** Material **
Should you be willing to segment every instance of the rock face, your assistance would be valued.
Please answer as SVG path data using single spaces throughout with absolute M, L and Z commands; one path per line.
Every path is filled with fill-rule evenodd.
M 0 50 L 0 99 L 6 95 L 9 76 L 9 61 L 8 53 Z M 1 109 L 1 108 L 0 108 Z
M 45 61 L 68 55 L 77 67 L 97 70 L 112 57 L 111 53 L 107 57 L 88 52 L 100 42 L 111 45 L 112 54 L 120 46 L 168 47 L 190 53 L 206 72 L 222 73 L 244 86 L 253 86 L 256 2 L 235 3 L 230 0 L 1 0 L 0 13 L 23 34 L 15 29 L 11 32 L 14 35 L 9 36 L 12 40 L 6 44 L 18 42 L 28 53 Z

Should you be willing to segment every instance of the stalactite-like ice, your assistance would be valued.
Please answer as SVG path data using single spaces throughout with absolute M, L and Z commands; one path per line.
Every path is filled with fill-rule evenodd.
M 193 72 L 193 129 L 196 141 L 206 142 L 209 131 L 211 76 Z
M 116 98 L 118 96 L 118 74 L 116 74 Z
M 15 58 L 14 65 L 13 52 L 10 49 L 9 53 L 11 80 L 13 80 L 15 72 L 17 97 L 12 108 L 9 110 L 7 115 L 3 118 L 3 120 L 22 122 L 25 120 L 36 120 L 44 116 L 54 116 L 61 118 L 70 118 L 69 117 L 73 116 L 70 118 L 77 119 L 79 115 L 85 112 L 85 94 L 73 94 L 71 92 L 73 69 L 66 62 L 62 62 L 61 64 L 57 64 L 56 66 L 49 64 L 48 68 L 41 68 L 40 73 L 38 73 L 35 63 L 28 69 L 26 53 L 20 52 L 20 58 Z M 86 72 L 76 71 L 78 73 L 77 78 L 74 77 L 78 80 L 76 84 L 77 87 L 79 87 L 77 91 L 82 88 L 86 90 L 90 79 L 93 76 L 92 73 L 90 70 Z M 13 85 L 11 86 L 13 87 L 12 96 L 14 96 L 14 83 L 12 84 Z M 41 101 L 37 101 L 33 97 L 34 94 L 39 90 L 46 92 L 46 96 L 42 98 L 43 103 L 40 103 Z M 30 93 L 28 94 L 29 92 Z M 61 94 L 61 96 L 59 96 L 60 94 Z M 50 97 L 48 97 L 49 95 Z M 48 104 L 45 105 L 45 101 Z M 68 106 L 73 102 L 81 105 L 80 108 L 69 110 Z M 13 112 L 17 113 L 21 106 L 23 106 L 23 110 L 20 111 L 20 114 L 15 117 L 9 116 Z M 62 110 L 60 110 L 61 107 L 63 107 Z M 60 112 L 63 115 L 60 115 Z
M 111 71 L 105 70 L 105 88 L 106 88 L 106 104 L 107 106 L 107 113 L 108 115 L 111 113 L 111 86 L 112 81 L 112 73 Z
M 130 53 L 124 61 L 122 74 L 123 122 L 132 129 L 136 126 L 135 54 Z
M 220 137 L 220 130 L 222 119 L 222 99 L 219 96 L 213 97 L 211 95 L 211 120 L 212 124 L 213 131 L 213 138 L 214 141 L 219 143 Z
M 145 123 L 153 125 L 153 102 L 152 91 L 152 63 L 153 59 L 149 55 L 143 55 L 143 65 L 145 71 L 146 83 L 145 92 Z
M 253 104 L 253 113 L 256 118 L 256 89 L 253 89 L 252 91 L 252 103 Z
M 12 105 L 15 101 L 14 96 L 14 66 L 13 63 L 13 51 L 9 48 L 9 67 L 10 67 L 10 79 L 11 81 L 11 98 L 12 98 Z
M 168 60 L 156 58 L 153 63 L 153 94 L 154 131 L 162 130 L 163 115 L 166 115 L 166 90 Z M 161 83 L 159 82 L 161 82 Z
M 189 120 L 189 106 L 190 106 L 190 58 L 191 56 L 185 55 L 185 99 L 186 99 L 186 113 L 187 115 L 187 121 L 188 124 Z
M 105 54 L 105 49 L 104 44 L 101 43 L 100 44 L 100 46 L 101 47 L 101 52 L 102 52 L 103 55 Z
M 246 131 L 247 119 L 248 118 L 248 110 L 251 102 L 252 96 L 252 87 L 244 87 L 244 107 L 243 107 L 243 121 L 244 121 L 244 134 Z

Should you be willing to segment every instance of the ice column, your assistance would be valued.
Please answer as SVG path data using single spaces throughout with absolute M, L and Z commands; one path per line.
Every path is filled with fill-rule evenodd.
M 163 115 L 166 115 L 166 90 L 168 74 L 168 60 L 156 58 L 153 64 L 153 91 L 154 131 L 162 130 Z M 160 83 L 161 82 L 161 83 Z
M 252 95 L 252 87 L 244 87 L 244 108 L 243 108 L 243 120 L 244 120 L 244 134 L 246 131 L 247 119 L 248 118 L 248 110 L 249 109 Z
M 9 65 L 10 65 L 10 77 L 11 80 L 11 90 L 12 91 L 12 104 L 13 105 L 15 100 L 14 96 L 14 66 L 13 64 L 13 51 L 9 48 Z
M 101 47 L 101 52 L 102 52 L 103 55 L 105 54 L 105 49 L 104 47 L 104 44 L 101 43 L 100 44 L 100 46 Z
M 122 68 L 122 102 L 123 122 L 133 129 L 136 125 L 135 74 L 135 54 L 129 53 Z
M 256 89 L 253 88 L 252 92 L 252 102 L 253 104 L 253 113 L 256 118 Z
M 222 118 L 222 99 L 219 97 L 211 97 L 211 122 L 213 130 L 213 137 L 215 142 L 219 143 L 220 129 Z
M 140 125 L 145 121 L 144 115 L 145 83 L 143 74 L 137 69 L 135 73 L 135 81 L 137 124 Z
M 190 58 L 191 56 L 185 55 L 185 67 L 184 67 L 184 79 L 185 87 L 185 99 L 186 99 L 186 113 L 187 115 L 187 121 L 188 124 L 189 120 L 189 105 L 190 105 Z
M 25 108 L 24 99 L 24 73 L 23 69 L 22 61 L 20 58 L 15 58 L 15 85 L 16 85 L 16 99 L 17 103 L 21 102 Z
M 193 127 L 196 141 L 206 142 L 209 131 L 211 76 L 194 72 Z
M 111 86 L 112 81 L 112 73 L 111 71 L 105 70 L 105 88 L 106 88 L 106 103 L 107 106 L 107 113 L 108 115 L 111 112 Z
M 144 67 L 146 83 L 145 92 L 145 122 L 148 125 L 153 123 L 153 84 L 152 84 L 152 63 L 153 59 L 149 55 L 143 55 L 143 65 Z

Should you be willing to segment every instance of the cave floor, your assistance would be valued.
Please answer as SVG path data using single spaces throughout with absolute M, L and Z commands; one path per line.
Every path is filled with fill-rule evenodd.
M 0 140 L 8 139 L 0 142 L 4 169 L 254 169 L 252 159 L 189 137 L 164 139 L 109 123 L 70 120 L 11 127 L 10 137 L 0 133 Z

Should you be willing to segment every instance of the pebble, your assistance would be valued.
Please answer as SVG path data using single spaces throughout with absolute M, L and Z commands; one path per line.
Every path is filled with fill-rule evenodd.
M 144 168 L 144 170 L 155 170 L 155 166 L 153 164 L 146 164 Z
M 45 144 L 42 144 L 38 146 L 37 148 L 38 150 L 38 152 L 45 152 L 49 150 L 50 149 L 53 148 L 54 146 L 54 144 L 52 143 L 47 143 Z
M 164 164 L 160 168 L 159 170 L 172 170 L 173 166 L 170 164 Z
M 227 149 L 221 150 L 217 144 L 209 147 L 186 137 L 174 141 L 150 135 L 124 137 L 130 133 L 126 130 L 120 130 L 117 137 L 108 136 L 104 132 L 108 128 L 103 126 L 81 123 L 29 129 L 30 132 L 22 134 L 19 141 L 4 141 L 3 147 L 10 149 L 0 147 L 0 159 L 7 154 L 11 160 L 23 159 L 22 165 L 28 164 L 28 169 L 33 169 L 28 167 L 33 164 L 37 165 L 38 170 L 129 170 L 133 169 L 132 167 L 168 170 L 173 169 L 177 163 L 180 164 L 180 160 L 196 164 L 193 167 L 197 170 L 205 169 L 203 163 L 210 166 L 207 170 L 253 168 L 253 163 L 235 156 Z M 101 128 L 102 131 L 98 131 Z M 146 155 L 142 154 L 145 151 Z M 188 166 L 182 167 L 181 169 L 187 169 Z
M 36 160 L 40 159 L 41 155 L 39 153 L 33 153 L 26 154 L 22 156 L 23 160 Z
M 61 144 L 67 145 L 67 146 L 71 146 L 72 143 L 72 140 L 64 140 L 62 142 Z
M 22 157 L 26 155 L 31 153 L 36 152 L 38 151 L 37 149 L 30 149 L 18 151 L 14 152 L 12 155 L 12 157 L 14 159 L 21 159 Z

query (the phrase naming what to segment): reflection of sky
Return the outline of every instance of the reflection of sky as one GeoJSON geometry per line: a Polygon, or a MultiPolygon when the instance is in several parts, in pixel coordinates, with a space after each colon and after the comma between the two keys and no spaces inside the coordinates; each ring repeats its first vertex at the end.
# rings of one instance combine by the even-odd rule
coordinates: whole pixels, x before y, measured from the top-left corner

** Task goal **
Copy out everything in the listing from the line containing "Should you be willing to segment every instance of the ice" down to the line containing "M 122 68 L 122", keeping each line exactly the same.

** Expected answer **
Should you be willing to segment every instance of the ice column, your assistance would be valued.
Please answer as SVG path data using single spaces throughout with absolute M, L and Z commands; one path per line.
Every path is filled with fill-rule evenodd.
M 163 115 L 166 115 L 166 90 L 168 74 L 168 60 L 156 58 L 153 64 L 153 91 L 154 131 L 162 130 Z M 160 83 L 161 82 L 161 83 Z
M 252 95 L 252 87 L 244 87 L 244 108 L 243 108 L 243 120 L 244 120 L 244 134 L 246 131 L 247 119 L 248 118 L 248 110 L 249 109 Z
M 9 65 L 10 65 L 10 77 L 11 80 L 11 90 L 12 91 L 12 104 L 13 105 L 15 100 L 14 96 L 14 66 L 13 64 L 13 51 L 9 48 Z
M 101 47 L 101 52 L 102 52 L 103 55 L 105 54 L 105 49 L 104 47 L 104 44 L 101 43 L 100 44 L 100 46 Z
M 122 68 L 122 102 L 123 122 L 133 129 L 136 125 L 135 74 L 135 54 L 129 53 Z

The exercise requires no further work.